== Provided text ==
The present invention generally relates to visual odometry, and more particularly to a system and method of selecting a keyframe for iterative closest point (ICP).
Visual odometry is a process adopted in robotics and computer vision to determine position and orientation of a robot by analyzing associated camera images, for example, captured by a RGB-D camera. The motion of the robot may be estimated by aligning a source to a target RGB-D frame using an iterative closest point (ICP) method.
The visual odometry system 100 is proposed to reduce computational cost, and reduce influence of outliers and noises. In the visual odometry system 100 of
Conventional frame-to-frame alignment method inherently accumulates drift, because there is always a small error caused by sensor noise in the estimate. In order to overcome the drift problem, Christian Kerl et al. discloses “Dense Visual SLAM for RGB-D Cameras,” 2013, Proc. of the Int. Conf. on Intelligent Robot Systems (IROS), the disclosure of which is incorporated herein by reference. Keyframe-based pose simultaneous localization and mapping (SLAM) method is adopted herein to limit local drift by estimating transformation between the current image and a keyframe. As long as the camera stays close enough to the keyframe, no drift is accumulated. The SLAM system needs to additionally perform keyframe selection, loop closure detection and validation, and map optimization.
In the conventional methods, a new keyframe is generated when a current image can no longer be matched against the latest keyframe. However, as a keyframe is selected after transformation of a current frame and the latest keyframe has been determined, keyframes with large error are likely generated, resulting in substantial tracking loss. A need has thus arisen to propose a novel scheme for preventing selecting keyframes with large error.
In view of the foregoing, it is an object of the embodiment of the present invention to provide a system and method of selecting a keyframe with fewer errors for iterative closest point (ICP) adaptable to constructing or updating a map of an unknown environment while simultaneously keeping track of an agent's location within it.
According to one embodiment, a system of selecting a keyframe for iterative closest point (ICP) includes a reference frame selector, an ICP loop unit and a keyframe update unit. The reference frame selector generates a reference frame according to a current frame and a current keyframe. The ICP loop unit performs ICP on the reference frame and the current frame, thereby generating a pose of the current frame. The keyframe update unit generates a new keyframe according to an offset condition between the pose of the current frame and a pose of the reference frame.
The blocks of the system 200 may be implemented by electrical circuits, computer software or their combination. For example, at least a portion of the system 200 may be performed in a digital image processor. As another example, at least a portion of the system 200 may be implemented by an instructions-controlled computer. In one exemplary embodiment, the system 200 may be adapted to an augmented reality (AR) device. Hardware components for the AR device may primarily include a processor (e.g., an image processor), a display (e.g., head-mounted display) and sensors (e.g., a color-depth camera such as RGB-D camera for red, green, blue plus depth). Specifically, the sensors or camera captures scenes to generate image frames (or simply frames), which are then fed to the processor that performs the operations of the system 200. Augmented reality is then rendered in the display.

== Data lines ==
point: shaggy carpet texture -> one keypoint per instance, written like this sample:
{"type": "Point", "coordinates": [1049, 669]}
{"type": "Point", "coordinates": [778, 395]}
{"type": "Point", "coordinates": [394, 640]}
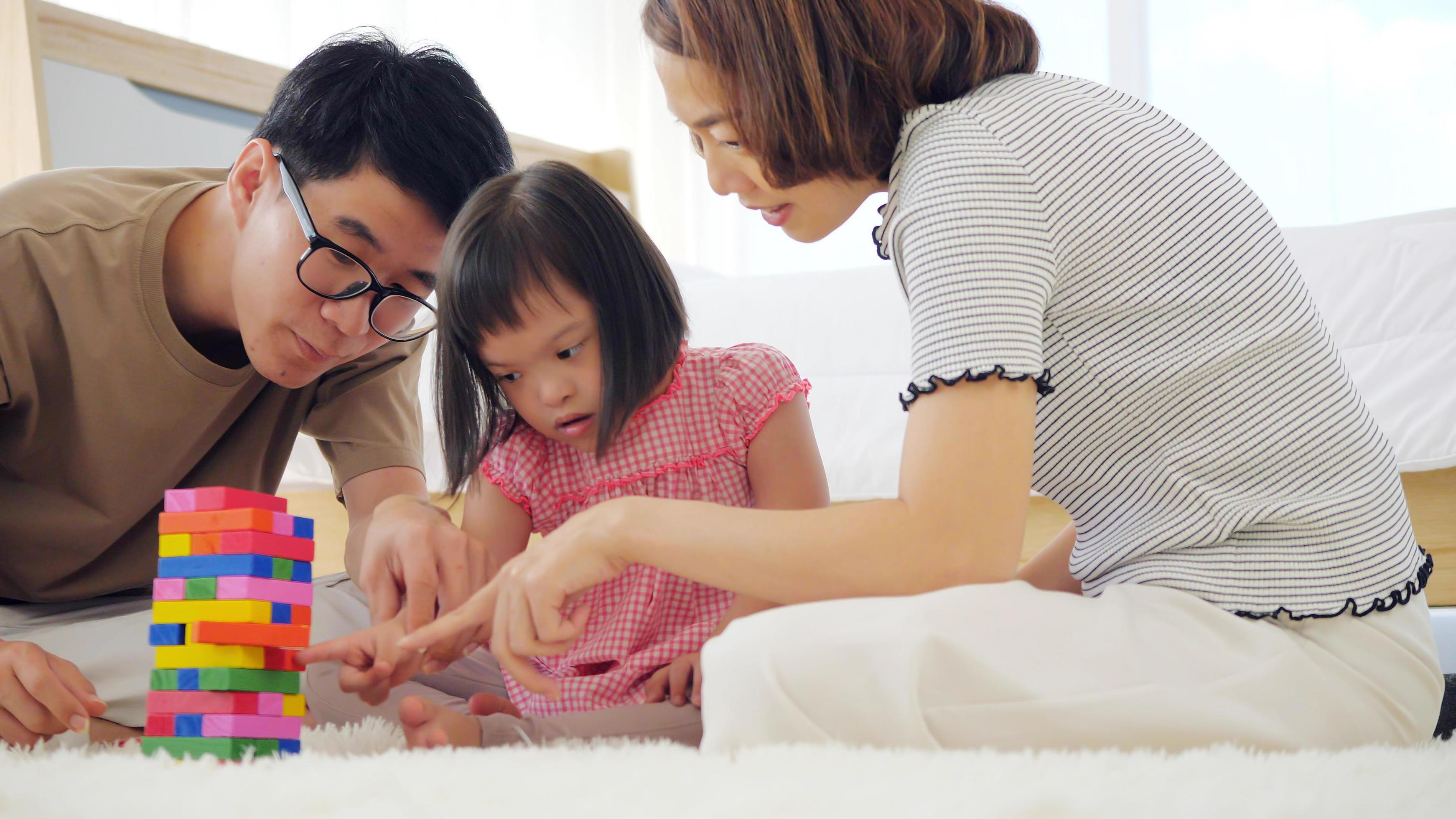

== Jobs ==
a: Summarize the keyframe selection text in two sentences.
b: Decide whether each statement agrees with the keyframe selection text, answering yes or no and quoting the words of the text that settle it.
(i) In the conventional methods, a new keyframe is generated whenever the camera moves.
(ii) With the keyframe-based method, no drift is accumulated as long as the camera stays close enough to the keyframe.
(iii) The blocks of the system 200 can be implemented only in computer software.
c: Name every unit that the keyframe selection text gives as part of the system of selecting a keyframe for ICP in its embodiment.

== Responses for each task ==
a: The text presents a system and method for selecting keyframes for iterative closest point (ICP) in visual odometry, meant to prevent the keyframes with large error that conventional methods tend to produce because they select a keyframe after the transformation between the current frame and the latest keyframe has been determined. In one embodiment, a reference frame selector produces a reference frame from the current frame and keyframe, an ICP loop unit computes the pose of the current frame, and a keyframe update unit creates a new keyframe based on an offset condition between that pose and the pose of the reference frame.

b:
(i) No: "a new keyframe is generated when a current image can no longer be matched against the latest keyframe."
(ii) Yes: "As long as the camera stays close enough to the keyframe, no drift is accumulated."
(iii) No: "The blocks of the system 200 may be implemented by electrical circuits, computer software or their combination."

c:
- Reference frame selector
- ICP loop unit
- Keyframe update unit